__What needs to be done__
Please write out all the entries below again, substituting "image" for every "photo" and changing nothing else. Leave the pictures out of your answer.
%%
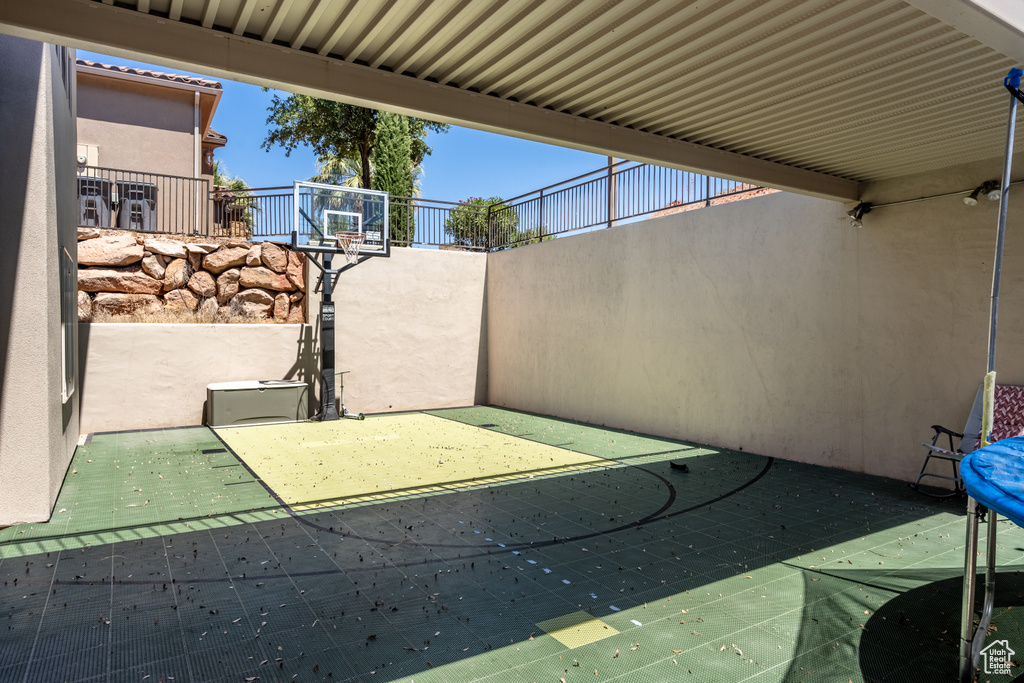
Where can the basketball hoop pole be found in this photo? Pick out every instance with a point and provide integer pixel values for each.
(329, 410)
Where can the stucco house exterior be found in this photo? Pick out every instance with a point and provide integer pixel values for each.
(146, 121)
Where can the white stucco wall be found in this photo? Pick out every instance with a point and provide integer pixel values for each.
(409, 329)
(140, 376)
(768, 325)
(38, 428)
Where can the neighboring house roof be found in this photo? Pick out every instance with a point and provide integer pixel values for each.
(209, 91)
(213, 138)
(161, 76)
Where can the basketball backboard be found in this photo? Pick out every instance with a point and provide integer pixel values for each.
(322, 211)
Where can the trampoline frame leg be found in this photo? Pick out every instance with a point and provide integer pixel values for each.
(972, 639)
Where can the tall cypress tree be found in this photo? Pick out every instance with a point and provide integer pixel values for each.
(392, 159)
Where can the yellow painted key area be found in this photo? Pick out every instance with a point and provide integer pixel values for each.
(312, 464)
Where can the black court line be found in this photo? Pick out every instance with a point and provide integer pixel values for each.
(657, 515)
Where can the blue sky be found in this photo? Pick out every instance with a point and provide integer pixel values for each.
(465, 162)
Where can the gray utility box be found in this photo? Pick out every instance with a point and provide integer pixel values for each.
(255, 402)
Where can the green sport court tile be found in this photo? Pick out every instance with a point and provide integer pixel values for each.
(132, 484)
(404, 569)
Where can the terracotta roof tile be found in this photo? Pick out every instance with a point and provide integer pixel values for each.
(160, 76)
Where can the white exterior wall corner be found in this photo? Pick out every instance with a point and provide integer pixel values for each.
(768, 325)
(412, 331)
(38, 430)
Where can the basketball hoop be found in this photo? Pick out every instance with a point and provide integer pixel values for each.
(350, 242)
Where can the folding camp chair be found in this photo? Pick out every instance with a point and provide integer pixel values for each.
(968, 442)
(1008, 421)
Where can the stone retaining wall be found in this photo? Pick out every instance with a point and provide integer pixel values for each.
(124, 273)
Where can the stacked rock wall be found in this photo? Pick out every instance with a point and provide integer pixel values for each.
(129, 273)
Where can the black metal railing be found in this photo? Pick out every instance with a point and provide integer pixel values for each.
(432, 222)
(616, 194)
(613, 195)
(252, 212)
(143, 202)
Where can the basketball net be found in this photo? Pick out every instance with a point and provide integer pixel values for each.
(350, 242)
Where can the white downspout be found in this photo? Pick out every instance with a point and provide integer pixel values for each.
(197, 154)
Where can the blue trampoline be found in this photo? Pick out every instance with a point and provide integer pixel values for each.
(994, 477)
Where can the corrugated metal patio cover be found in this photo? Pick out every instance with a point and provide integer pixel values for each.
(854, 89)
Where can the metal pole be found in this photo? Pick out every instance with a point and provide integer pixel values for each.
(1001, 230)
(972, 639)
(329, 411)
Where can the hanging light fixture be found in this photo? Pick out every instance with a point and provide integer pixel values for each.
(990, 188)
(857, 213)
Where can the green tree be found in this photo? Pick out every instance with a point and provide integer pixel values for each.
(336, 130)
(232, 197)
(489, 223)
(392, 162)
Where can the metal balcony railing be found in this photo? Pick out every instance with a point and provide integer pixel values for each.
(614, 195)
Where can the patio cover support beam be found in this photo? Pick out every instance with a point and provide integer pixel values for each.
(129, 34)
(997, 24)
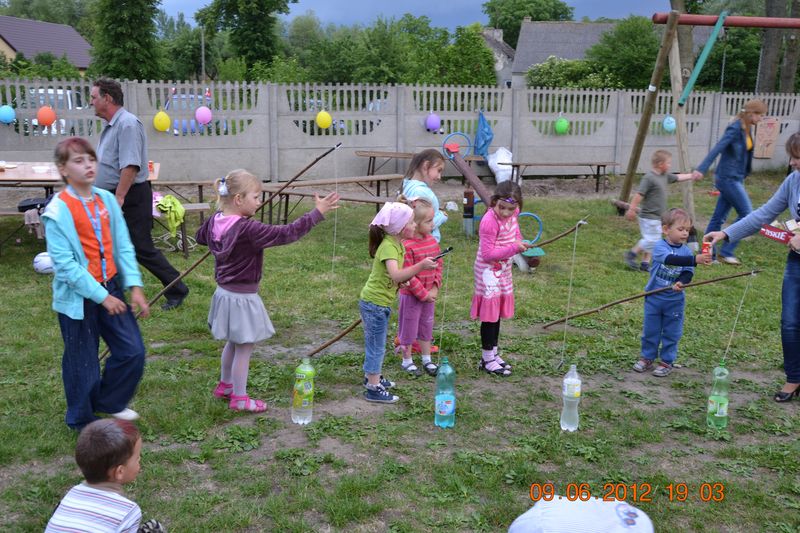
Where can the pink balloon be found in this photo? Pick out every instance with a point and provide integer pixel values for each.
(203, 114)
%%
__Problem solution__
Where can the basketball hoop pole be found in this image? Pick out every instance with a point and provide integer pixel values for each.
(329, 410)
Where can the stucco house exterior be found in this image? Pick out every instance with a point and provide integer pixel values for each.
(146, 121)
Where can the white stucco wall be found in this image? Pick out every instance with a point and provide integer pixel values for each.
(409, 329)
(140, 376)
(768, 325)
(38, 428)
Where can the neighboring house roof be found in this image? Pick out every instance with a point and provide integer pixel values for each.
(209, 91)
(213, 138)
(161, 76)
Where can the basketball backboard be found in this image? Pick out every instance with a point and provide integer pixel values for each.
(322, 211)
Where can the trampoline frame leg be found in this image? Pick out every instance with a point and provide integer pixel values for each.
(972, 639)
Where can the tall cypress tree be found in this image? Pick out every instance with a point and provide integer pixel values for each.
(392, 159)
Where can the yellow painted key area be found in this image? Pick out every instance with a point and provide integer pixel values for each.
(312, 464)
Where can the black court line be found in this image? Pick out every instance with a point and provide integer pixel values for each.
(657, 515)
Where can the blue sky be found in this image? Pick out every instance with a point and provide integer pixel values for each.
(465, 162)
Where can the gray utility box be found in this image? Pick out every instance with a point and provide integer pixel values for each.
(255, 402)
Where can the green sport court tile be found in this image? Pick out every instance with a point and provide integer pixel values for each.
(132, 484)
(404, 569)
Where can the terracotta roof tile be found in this image? Pick out every instance with a point and provide integer pixel values for each.
(160, 76)
Where can the white exterior wall corner be found in this image? Pick out every instance with a point and provide integer pixel values for each.
(768, 325)
(412, 331)
(38, 430)
Where can the basketball hoop be found in this image? Pick out every instance with a point and provide integer pixel values for each.
(350, 242)
Where can the folding camp chair be found in this image? Pick out every instance with a point and provide integer pixel values for each.
(968, 442)
(1008, 421)
Where can the stone retaining wall be found in this image? Pick out every instance with a point and provide integer pixel values for each.
(124, 273)
Where can the stacked rock wall be found in this image? Pick out every instance with a point and provide integer pixel values for each.
(129, 273)
Where can the black metal railing be found in this image? Pick out every instance with a point and provide integer pixel values for each.
(432, 222)
(616, 194)
(613, 195)
(252, 212)
(143, 202)
Where can the basketball net be found in this image? Pick out every instance with a point and provide integer pixel values for each.
(350, 242)
Where can the white downspout be found in this image? Pick out every instance with a point and provide integer pixel values for each.
(197, 154)
Where can the blue trampoline be found in this image? Pick out every instance with a point and provide integer pixel values for each.
(994, 477)
Where can the corrugated metal patio cover be found in this image? Pick out every instance with a point and provide integer pixel values for each.
(854, 89)
Where can the metal pole be found in this image? Pick out every instance with a point and provide integer pixel values for each.
(1001, 230)
(972, 639)
(329, 411)
Where can the hanging light fixture be found in this image? Pick out every instance with a point and provide integer pixel values for each.
(990, 188)
(857, 213)
Where can the green tree be found in this image? Pick out every instance with a point and provide integer pixel values for each.
(336, 130)
(232, 197)
(489, 223)
(392, 162)
Where can the metal balcony railing be found in this image? Pick out every instance with a point and provide integer pixel values for each.
(614, 195)
Where can the patio cover support beam be found in this image? Pick out every instance with a point and provide integer pixel values for each.
(129, 34)
(997, 24)
Where can the pink balloon be found in this image? Pick out every instance with a point and provide integer pixel values for each.
(203, 114)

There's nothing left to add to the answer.